**Listed entries:**
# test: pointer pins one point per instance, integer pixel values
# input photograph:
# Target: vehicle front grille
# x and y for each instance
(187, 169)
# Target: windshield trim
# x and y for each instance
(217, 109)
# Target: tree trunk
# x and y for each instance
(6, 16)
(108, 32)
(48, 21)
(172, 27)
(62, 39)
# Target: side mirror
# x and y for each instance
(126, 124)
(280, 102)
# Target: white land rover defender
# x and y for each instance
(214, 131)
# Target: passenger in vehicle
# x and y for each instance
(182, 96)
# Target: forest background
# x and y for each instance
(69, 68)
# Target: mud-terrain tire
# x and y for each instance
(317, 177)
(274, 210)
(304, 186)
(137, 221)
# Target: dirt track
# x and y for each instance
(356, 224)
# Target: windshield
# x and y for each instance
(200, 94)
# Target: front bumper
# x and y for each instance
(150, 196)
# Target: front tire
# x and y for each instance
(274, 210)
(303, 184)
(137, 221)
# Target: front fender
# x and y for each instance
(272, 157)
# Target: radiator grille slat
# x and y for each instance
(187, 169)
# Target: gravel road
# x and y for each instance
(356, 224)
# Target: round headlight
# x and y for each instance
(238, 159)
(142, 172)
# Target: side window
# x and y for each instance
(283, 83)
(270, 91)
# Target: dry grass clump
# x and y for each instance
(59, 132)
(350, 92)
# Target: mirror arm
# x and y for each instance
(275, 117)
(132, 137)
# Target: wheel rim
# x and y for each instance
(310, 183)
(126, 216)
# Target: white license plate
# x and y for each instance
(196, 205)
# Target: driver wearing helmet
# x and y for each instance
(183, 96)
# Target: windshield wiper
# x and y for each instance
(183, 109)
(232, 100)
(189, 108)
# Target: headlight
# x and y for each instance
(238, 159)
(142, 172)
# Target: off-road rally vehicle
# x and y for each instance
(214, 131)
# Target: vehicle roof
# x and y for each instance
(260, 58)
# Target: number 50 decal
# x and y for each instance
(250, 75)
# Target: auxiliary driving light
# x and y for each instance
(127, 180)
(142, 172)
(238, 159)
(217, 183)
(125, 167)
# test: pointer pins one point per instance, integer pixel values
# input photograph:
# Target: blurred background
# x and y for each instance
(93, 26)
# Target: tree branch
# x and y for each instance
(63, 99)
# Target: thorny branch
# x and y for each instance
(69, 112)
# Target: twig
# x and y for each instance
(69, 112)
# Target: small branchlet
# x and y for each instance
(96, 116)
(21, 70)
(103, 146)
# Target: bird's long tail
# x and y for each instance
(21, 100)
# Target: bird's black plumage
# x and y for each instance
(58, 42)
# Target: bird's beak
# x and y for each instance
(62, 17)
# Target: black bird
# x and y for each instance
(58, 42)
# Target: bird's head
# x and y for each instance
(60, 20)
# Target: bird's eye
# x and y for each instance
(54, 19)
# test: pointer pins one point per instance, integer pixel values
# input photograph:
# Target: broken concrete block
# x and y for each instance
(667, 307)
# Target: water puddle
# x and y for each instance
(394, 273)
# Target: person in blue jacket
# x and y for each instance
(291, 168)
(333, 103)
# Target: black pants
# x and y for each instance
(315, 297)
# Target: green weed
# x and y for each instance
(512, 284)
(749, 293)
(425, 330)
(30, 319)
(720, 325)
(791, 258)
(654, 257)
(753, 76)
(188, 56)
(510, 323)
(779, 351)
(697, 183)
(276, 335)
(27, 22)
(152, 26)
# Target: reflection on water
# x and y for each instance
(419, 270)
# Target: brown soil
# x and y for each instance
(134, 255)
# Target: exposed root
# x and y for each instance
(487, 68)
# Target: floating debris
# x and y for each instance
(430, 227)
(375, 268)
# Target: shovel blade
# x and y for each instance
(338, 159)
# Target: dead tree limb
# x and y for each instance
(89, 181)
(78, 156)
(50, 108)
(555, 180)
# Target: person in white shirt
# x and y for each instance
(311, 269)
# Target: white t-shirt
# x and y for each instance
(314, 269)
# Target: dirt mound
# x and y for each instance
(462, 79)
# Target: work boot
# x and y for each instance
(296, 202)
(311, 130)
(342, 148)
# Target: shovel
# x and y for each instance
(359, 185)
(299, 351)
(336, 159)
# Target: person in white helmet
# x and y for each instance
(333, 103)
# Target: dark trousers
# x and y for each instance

**Directions:** Would you set down all the lines above, exactly and in full?

**Response area:**
# test: pointer pins one point per instance, integer pixel values
# input photograph:
# Target: vehicle front grille
# x and y for each instance
(187, 169)
# Target: windshield trim
# x and y for each instance
(217, 109)
# Target: tree trunk
# x and y for each instance
(6, 16)
(108, 32)
(48, 21)
(172, 27)
(62, 39)
# Target: side mirror
# x and y for each instance
(126, 124)
(280, 102)
# Target: white land rover defender
# x and y for each instance
(214, 131)
# Target: passenger in vehicle
# x and y for each instance
(182, 96)
# Target: forest background
# x and y for each instance
(69, 68)
# Target: mud-terrain tire
# x and y for each instance
(317, 177)
(274, 210)
(304, 186)
(137, 221)
# Target: dirt track
# x and y for each instance
(356, 224)
# Target: windshield
# x and y for each instance
(200, 94)
# Target: front bumper
# x and y for each instance
(150, 196)
# Target: front tire
# x and y for each instance
(274, 210)
(303, 184)
(137, 221)
# Target: front fender
# x and y for each instance
(272, 157)
# Target: radiator grille slat
# x and y for each instance
(187, 169)
# Target: gravel road
# x and y for each instance
(356, 224)
# Target: round headlight
# x and y for each instance
(238, 159)
(142, 172)
# Target: side window
# x and y for each instance
(283, 83)
(270, 91)
# Target: dry grass clump
# x and y for each instance
(59, 132)
(350, 92)
# Target: mirror arm
# x and y for each instance
(275, 117)
(132, 137)
# Target: wheel rim
# x and y for each instance
(310, 183)
(126, 216)
# Target: white license plate
# x and y for each instance
(196, 205)
# Target: driver wearing helmet
# x and y for each instance
(183, 96)
# Target: windshield wiper
# x and y for each instance
(183, 109)
(232, 100)
(189, 108)
# Target: headlight
# x and y for each instance
(238, 159)
(142, 172)
# Target: off-road rally vehicle
# x and y for each instance
(214, 131)
# Target: vehicle roof
# x and y for each instance
(260, 58)
# Target: number 50 decal
# x and y for each instance
(250, 75)
# Target: auxiliary driving light
# x and y for each instance
(127, 180)
(142, 172)
(238, 159)
(217, 183)
(125, 167)
# test: pointer pins one point per instance, integer pixel values
# input photograph:
# Target: blurred background
# x and y for each instance
(93, 26)
# Target: tree branch
# x and y for each instance
(63, 99)
# Target: thorny branch
# x and y for each instance
(69, 112)
# Target: twig
# x and y for each instance
(69, 112)
# Target: small branchlet
# x and y for each instance
(96, 116)
(21, 70)
(103, 146)
# Target: bird's long tail
# x and y for each instance
(21, 100)
# Target: bird's black plumage
# x and y for each instance
(58, 42)
# Target: bird's beak
# x and y for each instance
(62, 17)
# Target: black bird
# x and y for each instance
(58, 42)
# Target: bird's head
# x and y for each instance
(60, 20)
# Target: bird's eye
# x and y for each instance
(54, 19)
# test: pointer pins one point per instance, integer pixel values
# input photograph:
# Target: broken concrete block
# x and y for each instance
(667, 307)
# Target: water puddle
# x and y for each instance
(394, 273)
# Target: person in blue jacket
# x and y for each instance
(291, 168)
(333, 103)
# Target: black pants
# x and y for each instance
(315, 297)
# Target: green weed
# x and y for each instance
(512, 284)
(749, 293)
(425, 330)
(30, 319)
(720, 325)
(791, 258)
(654, 257)
(753, 76)
(188, 56)
(510, 323)
(779, 351)
(697, 183)
(276, 335)
(27, 22)
(152, 26)
# Target: reflection on water
# x and y for each instance
(419, 270)
# Target: brown soil
# x and y for each instance
(134, 255)
# Target: exposed root
# x and y for each instance
(487, 68)
# Target: floating debris
# x and y for each instance
(430, 227)
(375, 268)
# Target: shovel blade
# x and y for each instance
(338, 159)
# Target: dead tree limb
# x and y for each instance
(89, 181)
(78, 156)
(50, 108)
(555, 180)
# Target: person in white shirt
# x and y for each instance
(311, 269)
# Target: white t-shirt
# x and y for each instance
(314, 269)
# Target: dirt mound
# x and y for each instance
(462, 79)
# Target: work boot
# x and y for each instance
(296, 202)
(311, 130)
(342, 148)
# Target: shovel
# x and y for each instance
(359, 185)
(299, 351)
(336, 159)
# Target: person in white helmet
# x and y for each instance
(333, 103)
# Target: dark trousers
# x and y for each instance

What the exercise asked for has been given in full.